• _SUPPLIED DATA_:
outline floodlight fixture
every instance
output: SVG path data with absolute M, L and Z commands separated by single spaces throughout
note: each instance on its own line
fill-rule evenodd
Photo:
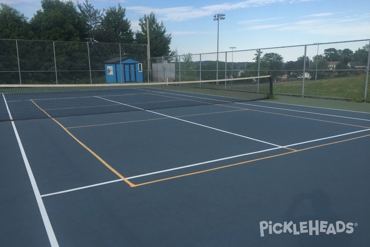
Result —
M 234 59 L 234 49 L 236 48 L 235 46 L 232 46 L 230 47 L 230 49 L 231 49 L 231 78 L 232 78 L 232 64 L 233 61 Z
M 225 14 L 215 14 L 213 17 L 214 17 L 214 19 L 213 19 L 214 21 L 217 21 L 217 59 L 216 61 L 216 66 L 217 67 L 217 74 L 216 76 L 216 80 L 218 80 L 218 33 L 219 33 L 219 21 L 220 20 L 224 20 L 225 17 L 223 17 L 225 16 Z M 218 82 L 217 82 L 218 83 Z

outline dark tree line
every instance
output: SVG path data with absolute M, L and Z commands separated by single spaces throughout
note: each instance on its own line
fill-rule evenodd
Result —
M 77 6 L 71 1 L 41 0 L 41 6 L 28 21 L 16 9 L 0 4 L 0 39 L 146 44 L 147 17 L 151 56 L 172 53 L 171 34 L 154 13 L 141 18 L 141 30 L 134 32 L 126 8 L 119 3 L 100 10 L 88 0 Z

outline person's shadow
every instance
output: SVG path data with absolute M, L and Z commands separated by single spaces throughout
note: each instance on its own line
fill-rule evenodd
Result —
M 320 188 L 313 190 L 310 192 L 302 192 L 294 196 L 292 203 L 288 207 L 284 216 L 285 221 L 292 220 L 296 224 L 297 230 L 299 231 L 299 222 L 307 222 L 307 230 L 309 230 L 308 221 L 313 221 L 314 227 L 315 221 L 319 220 L 319 227 L 321 221 L 328 221 L 326 230 L 330 224 L 333 224 L 336 229 L 336 222 L 339 220 L 344 221 L 340 216 L 333 211 L 330 208 L 330 198 L 329 196 Z M 288 221 L 289 222 L 289 221 Z M 347 222 L 344 222 L 344 223 Z M 296 238 L 298 245 L 302 247 L 329 247 L 330 246 L 348 246 L 353 239 L 351 234 L 344 232 L 334 234 L 319 232 L 319 235 L 316 235 L 313 231 L 312 235 L 309 232 L 300 233 L 299 235 L 293 235 Z

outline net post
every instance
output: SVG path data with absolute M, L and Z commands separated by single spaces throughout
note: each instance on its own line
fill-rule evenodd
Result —
M 58 85 L 58 74 L 57 73 L 57 59 L 55 57 L 55 44 L 54 41 L 53 41 L 53 49 L 54 51 L 54 66 L 55 66 L 55 79 L 56 80 L 57 85 Z
M 307 46 L 305 46 L 305 56 L 303 60 L 303 81 L 302 83 L 302 97 L 305 95 L 305 79 L 306 77 L 306 58 L 307 51 Z
M 22 77 L 21 77 L 21 66 L 19 64 L 19 53 L 18 52 L 18 41 L 16 40 L 16 46 L 17 47 L 17 58 L 18 59 L 18 71 L 19 72 L 19 84 L 22 84 Z
M 271 97 L 272 97 L 272 96 L 273 93 L 272 92 L 272 76 L 270 76 L 270 96 Z
M 90 51 L 89 50 L 89 42 L 87 42 L 87 55 L 89 58 L 89 70 L 90 71 L 90 84 L 92 84 L 92 79 L 91 78 L 91 66 L 90 63 Z

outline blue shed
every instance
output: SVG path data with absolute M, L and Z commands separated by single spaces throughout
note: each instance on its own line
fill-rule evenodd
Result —
M 142 63 L 128 57 L 115 57 L 104 62 L 107 83 L 142 82 Z

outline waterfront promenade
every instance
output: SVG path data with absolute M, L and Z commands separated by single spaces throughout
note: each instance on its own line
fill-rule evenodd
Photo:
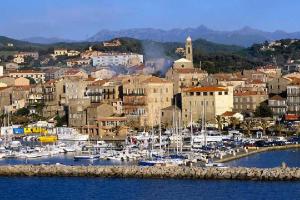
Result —
M 300 168 L 15 165 L 1 166 L 0 176 L 300 181 Z
M 216 162 L 226 163 L 233 160 L 238 160 L 243 157 L 251 156 L 253 154 L 262 153 L 266 151 L 276 151 L 276 150 L 285 150 L 292 148 L 300 148 L 300 144 L 290 144 L 284 146 L 273 146 L 273 147 L 252 147 L 248 149 L 242 149 L 239 152 L 235 152 L 233 154 L 226 155 L 221 159 L 216 159 Z

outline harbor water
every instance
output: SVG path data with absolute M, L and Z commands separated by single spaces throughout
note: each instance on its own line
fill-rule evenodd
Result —
M 299 199 L 300 182 L 1 178 L 2 199 Z
M 76 163 L 71 156 L 64 156 L 52 157 L 48 161 L 87 164 Z M 40 161 L 42 160 L 34 162 Z M 1 162 L 4 164 L 3 160 Z M 10 160 L 10 162 L 16 164 L 17 161 Z M 299 167 L 300 150 L 264 152 L 227 164 L 230 166 L 276 167 L 281 162 Z M 97 164 L 112 163 L 111 161 L 99 161 Z M 0 190 L 6 191 L 2 194 L 3 199 L 299 199 L 297 191 L 300 191 L 300 182 L 2 177 Z
M 226 163 L 233 167 L 279 167 L 285 162 L 289 167 L 300 167 L 300 149 L 287 149 L 278 151 L 266 151 L 243 157 Z

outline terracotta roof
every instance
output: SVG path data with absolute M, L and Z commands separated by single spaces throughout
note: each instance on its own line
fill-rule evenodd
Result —
M 100 117 L 96 121 L 126 121 L 126 117 Z
M 222 114 L 222 116 L 225 116 L 225 117 L 231 117 L 233 116 L 234 114 L 236 114 L 236 112 L 232 112 L 232 111 L 226 111 Z
M 106 83 L 108 81 L 108 79 L 102 79 L 102 80 L 97 80 L 97 81 L 94 81 L 93 83 L 91 83 L 90 85 L 103 85 L 104 83 Z
M 206 73 L 206 71 L 203 71 L 198 68 L 182 68 L 182 69 L 174 69 L 174 71 L 181 73 L 181 74 L 190 74 L 190 73 Z
M 279 95 L 275 95 L 273 97 L 271 97 L 269 100 L 277 100 L 277 101 L 282 101 L 285 100 L 285 98 L 279 96 Z
M 24 69 L 24 70 L 12 70 L 9 73 L 44 73 L 41 71 L 31 70 L 31 69 Z
M 31 88 L 30 85 L 25 85 L 25 86 L 14 86 L 14 90 L 29 90 Z
M 217 91 L 228 91 L 228 89 L 226 89 L 225 87 L 216 87 L 216 86 L 190 87 L 184 89 L 184 92 L 217 92 Z
M 93 78 L 93 77 L 88 77 L 87 79 L 85 79 L 85 81 L 95 81 L 96 78 Z
M 250 80 L 249 83 L 250 84 L 263 84 L 264 82 L 256 79 L 256 80 Z
M 254 95 L 267 95 L 267 94 L 258 91 L 238 91 L 233 94 L 233 96 L 254 96 Z
M 152 77 L 146 79 L 145 81 L 143 81 L 142 83 L 171 83 L 171 82 L 167 81 L 166 79 L 163 79 L 163 78 L 158 78 L 156 76 L 152 76 Z

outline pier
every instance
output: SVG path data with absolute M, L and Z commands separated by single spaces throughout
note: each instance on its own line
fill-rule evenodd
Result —
M 0 176 L 300 181 L 300 168 L 15 165 L 1 166 Z
M 251 156 L 253 154 L 262 153 L 266 151 L 276 151 L 276 150 L 285 150 L 285 149 L 292 149 L 292 148 L 300 148 L 300 144 L 290 144 L 284 146 L 272 146 L 272 147 L 252 147 L 252 148 L 245 148 L 239 152 L 235 152 L 231 155 L 226 155 L 223 158 L 215 160 L 216 162 L 226 163 L 233 160 L 238 160 L 243 157 Z

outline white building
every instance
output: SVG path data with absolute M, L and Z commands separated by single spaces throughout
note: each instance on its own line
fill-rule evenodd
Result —
M 143 64 L 144 57 L 135 53 L 103 53 L 92 57 L 93 66 L 118 66 L 127 67 Z
M 4 67 L 0 66 L 0 76 L 3 76 L 3 69 L 4 69 Z

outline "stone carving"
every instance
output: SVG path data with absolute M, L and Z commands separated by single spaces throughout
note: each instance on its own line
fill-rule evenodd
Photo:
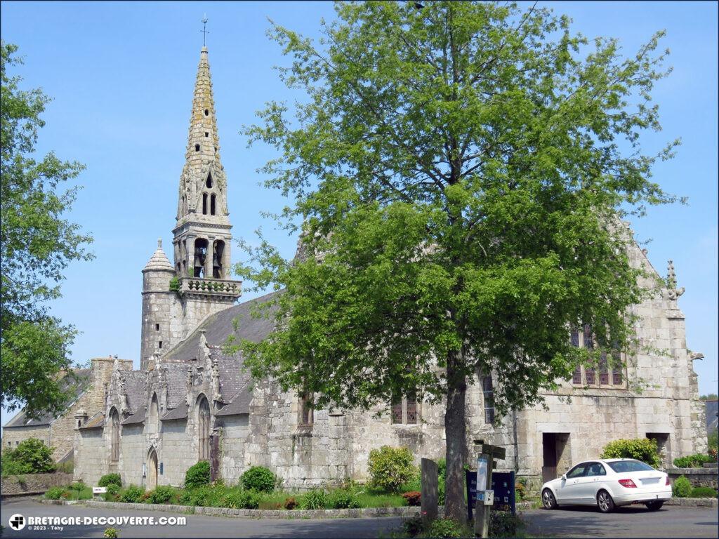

• _WRITTEN PROBLEM_: Copy verbatim the material from the line with "outline net post" up to and including the line with "M 90 51 L 89".

• _TASK OUTPUT_:
outline net post
every instance
output: SVG path data with absolute M, L and Z commands separated by single spaces throughout
note: each instance on its own line
fill-rule evenodd
Result —
M 58 85 L 58 74 L 57 73 L 57 59 L 55 57 L 55 44 L 54 41 L 53 41 L 53 49 L 54 51 L 54 66 L 55 66 L 55 79 L 56 80 L 57 85 Z
M 307 46 L 305 46 L 305 56 L 303 60 L 303 81 L 302 83 L 302 97 L 305 95 L 305 79 L 306 77 L 306 58 L 307 51 Z
M 22 77 L 21 77 L 21 66 L 19 64 L 19 53 L 18 52 L 18 41 L 16 40 L 16 46 L 17 47 L 17 58 L 18 59 L 18 71 L 19 72 L 19 84 L 22 84 Z
M 271 97 L 272 97 L 272 96 L 273 93 L 272 92 L 272 76 L 270 76 L 270 96 Z
M 90 51 L 89 50 L 89 42 L 87 42 L 87 55 L 89 58 L 89 70 L 90 71 L 90 84 L 92 84 L 92 79 L 91 78 L 91 66 L 90 63 Z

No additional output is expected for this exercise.